==== PROVIDED DATA

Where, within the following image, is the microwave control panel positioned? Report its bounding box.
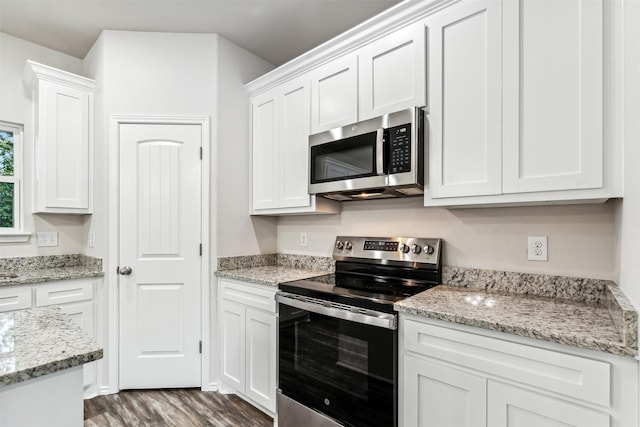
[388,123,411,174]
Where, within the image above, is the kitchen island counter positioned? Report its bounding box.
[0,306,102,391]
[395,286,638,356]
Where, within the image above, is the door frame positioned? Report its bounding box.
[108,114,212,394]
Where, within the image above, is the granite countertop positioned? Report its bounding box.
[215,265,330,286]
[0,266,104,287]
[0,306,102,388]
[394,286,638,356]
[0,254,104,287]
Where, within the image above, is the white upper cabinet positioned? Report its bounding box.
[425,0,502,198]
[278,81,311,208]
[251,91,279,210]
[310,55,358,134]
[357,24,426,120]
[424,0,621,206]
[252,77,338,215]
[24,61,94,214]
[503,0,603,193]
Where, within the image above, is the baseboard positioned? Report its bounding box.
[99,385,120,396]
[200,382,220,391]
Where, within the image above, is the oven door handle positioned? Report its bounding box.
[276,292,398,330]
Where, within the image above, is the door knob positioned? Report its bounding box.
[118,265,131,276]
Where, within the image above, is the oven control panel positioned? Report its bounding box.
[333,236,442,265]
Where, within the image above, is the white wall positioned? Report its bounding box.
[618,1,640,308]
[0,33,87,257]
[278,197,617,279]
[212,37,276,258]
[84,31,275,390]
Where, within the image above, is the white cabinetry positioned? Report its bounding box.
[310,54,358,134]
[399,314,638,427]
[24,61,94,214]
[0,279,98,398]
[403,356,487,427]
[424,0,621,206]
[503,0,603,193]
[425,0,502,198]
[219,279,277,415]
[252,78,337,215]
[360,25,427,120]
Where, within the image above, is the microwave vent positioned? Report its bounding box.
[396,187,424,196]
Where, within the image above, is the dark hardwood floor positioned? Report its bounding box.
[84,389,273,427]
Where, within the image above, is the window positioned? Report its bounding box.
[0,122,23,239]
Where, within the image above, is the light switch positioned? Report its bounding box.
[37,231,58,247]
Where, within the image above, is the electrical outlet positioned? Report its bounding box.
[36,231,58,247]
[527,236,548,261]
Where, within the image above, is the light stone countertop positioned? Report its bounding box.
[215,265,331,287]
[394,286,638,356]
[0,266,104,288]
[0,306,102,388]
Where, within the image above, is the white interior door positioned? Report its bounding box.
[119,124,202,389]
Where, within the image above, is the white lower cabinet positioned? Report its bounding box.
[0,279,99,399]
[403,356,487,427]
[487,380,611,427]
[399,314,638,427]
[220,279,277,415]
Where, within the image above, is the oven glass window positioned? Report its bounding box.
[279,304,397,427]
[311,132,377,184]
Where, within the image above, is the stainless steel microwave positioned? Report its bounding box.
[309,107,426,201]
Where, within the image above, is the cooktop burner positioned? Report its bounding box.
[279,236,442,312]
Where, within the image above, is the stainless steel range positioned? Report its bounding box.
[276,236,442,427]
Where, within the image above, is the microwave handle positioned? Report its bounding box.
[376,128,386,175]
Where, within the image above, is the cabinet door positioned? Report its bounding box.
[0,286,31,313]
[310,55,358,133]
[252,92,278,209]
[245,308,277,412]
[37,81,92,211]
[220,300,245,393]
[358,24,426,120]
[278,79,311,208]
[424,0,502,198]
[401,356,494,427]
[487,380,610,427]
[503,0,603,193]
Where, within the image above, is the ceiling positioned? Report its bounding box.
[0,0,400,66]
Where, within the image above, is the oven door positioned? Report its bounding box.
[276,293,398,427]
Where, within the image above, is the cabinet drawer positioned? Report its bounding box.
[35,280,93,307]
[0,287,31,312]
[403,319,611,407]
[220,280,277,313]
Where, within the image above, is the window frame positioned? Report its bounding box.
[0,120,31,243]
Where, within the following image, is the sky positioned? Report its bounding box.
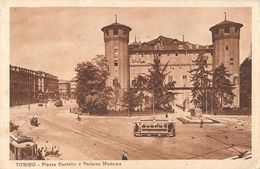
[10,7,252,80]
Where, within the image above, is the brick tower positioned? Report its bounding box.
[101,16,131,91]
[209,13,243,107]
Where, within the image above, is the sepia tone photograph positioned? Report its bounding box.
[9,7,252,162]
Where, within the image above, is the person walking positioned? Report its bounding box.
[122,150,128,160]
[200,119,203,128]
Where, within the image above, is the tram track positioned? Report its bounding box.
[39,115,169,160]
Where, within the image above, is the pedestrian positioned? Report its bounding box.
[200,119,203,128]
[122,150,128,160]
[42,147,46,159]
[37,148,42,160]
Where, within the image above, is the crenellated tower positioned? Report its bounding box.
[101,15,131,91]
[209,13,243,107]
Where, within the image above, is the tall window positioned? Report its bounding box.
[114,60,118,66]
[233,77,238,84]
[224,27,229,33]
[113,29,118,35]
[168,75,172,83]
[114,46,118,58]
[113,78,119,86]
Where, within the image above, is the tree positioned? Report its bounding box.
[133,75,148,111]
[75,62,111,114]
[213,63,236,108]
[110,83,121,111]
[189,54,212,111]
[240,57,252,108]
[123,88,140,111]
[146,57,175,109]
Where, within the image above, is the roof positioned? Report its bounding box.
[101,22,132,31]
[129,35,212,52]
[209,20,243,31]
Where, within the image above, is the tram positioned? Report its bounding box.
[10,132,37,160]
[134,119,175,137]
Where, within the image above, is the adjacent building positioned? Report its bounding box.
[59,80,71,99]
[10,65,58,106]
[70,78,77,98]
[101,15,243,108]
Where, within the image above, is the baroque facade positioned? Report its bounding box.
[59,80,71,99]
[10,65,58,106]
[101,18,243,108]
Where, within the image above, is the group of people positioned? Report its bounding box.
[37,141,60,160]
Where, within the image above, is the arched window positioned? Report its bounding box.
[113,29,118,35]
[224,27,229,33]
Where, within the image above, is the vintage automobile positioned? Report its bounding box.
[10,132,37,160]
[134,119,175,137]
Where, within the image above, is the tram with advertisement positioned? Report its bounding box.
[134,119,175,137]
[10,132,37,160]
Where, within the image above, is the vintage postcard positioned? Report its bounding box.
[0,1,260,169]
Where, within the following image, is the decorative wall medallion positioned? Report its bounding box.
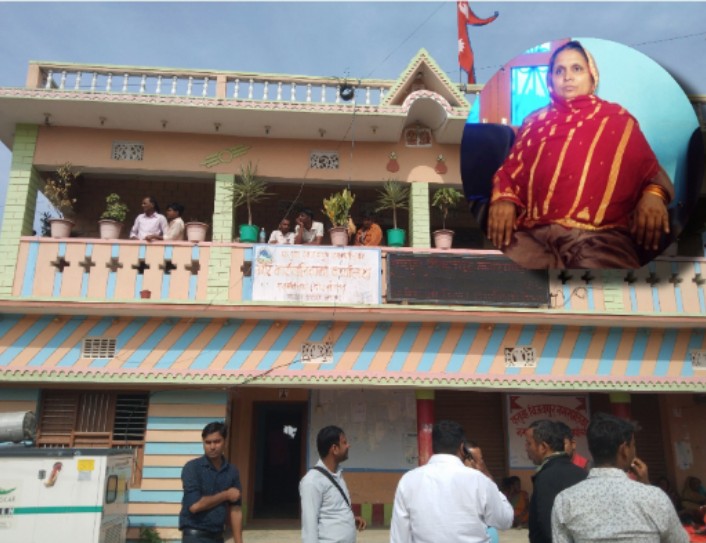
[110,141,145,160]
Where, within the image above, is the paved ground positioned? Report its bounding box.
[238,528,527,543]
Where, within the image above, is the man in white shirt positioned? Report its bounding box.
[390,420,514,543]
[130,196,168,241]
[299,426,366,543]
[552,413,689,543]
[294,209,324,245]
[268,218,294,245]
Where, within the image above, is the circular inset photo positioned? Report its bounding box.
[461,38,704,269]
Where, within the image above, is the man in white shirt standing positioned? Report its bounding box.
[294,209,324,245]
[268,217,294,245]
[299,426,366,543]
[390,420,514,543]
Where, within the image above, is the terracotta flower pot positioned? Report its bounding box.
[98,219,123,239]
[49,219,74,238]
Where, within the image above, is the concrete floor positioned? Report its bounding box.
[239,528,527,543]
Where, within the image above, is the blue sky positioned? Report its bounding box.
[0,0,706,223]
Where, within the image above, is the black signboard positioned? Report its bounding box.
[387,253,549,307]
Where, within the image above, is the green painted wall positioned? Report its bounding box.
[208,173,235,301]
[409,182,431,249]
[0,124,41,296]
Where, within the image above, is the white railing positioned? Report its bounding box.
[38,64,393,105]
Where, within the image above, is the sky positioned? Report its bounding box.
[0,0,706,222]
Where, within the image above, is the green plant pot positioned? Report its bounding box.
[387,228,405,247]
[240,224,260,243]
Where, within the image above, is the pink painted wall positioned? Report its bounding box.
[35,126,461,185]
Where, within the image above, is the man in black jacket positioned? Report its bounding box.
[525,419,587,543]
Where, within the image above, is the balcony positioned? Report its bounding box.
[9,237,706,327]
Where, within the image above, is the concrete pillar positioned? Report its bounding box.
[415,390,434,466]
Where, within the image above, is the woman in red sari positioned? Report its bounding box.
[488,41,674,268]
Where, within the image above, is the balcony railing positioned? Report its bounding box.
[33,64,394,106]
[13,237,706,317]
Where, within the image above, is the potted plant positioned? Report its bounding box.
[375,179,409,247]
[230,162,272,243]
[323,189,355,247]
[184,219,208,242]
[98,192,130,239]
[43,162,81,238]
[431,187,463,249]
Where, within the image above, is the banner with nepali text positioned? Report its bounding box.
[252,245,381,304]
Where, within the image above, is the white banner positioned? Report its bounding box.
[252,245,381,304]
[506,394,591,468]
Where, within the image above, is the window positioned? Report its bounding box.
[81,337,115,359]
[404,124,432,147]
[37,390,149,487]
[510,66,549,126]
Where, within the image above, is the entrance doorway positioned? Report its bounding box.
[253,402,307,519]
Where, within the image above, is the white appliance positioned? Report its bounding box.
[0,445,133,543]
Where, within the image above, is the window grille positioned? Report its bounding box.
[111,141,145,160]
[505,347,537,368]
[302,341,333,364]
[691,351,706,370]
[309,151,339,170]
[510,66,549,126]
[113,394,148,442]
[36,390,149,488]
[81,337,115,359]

========

• AIM OF THE TASK: Please reproduce word for word the rows in the stretch from the line containing "Where, within the image above, is the electrical" through the line containing "[276,293,398,427]", including both of those lines.

• ANSWER TO THIS TASK:
Where, within the image above, is the electrical outlet positioned? Report its bounding box.
[36,231,58,247]
[527,236,548,261]
Where, within the image above, is the light stone countertop positioned? Report its bounding box.
[215,265,331,287]
[394,286,638,356]
[0,266,104,288]
[0,306,102,388]
Where, within the image above, is the white interior door positioned? Report its bounding box.
[119,124,202,389]
Where, within the image above, is the white lower cabinet positioned? Report its bounding box.
[0,279,99,399]
[403,356,487,427]
[487,380,611,427]
[399,314,638,427]
[220,279,277,415]
Where, within the image above, is the oven glass window positioned? Report its bounding box.
[279,304,397,427]
[311,132,377,184]
Where, within the image above, is the stainless steel microwave positioned? Report its bounding box.
[309,107,426,201]
Where, within the image above, is the cooktop burner positioned? Report its bounding box.
[279,236,442,312]
Where, within the image above, is the stainless steel range positioned? Report its bounding box.
[276,236,442,427]
Where, within the image above, is the microwave handle positioned? Report its bounding box.
[376,128,386,175]
Where, within the image above, is the cabinet door positioned? Report its bounding box.
[0,286,31,313]
[310,55,358,133]
[252,92,278,209]
[245,308,277,412]
[37,81,92,211]
[220,300,245,393]
[358,24,426,120]
[278,79,311,208]
[424,0,502,198]
[401,356,494,427]
[487,380,610,427]
[503,0,603,193]
Where, within the image above, is the ceiling positioned? Report its bounding box.
[0,0,400,66]
Where, within the image above, is the oven door positioned? Report its bounding box.
[276,293,398,427]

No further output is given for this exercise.